[Records provided]
━━━

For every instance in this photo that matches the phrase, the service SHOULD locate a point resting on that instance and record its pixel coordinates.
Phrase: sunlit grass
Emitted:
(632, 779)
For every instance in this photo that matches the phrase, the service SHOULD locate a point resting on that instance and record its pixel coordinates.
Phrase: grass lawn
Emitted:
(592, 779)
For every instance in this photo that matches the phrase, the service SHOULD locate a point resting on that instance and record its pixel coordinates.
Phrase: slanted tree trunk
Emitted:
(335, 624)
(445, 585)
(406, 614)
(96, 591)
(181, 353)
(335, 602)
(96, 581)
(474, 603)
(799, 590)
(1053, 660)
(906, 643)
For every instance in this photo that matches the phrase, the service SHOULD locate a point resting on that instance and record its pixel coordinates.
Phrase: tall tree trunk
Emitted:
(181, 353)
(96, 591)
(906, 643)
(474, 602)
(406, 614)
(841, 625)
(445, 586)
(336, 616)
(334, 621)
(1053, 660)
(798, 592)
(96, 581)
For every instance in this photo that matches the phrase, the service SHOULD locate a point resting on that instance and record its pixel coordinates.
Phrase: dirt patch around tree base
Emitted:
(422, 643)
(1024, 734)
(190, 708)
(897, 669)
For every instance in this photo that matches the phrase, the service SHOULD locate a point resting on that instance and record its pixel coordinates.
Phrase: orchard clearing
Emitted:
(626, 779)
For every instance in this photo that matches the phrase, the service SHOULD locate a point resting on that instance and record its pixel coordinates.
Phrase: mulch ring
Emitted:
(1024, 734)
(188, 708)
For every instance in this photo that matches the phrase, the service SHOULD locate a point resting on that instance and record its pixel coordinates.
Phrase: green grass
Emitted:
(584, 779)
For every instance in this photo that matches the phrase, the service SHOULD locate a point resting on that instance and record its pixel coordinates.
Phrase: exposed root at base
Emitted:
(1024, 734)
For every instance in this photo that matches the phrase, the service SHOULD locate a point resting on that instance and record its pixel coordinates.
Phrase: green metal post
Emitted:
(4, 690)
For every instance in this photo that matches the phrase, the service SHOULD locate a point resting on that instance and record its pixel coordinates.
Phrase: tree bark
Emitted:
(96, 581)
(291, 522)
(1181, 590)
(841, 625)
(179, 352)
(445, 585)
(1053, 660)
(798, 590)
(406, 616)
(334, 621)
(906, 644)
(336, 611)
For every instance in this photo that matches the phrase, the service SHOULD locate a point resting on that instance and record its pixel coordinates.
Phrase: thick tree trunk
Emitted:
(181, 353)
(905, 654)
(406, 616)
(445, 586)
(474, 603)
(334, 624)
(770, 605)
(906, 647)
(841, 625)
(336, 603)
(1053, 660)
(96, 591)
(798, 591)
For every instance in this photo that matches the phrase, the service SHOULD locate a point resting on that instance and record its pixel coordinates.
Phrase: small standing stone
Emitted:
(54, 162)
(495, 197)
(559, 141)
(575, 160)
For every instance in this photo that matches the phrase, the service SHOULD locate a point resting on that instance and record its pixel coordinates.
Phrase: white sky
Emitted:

━━━

[Goal] Work out how many lines in the entries above contain the string "green", where case counts. Give only the number.

[Finished exercise] 2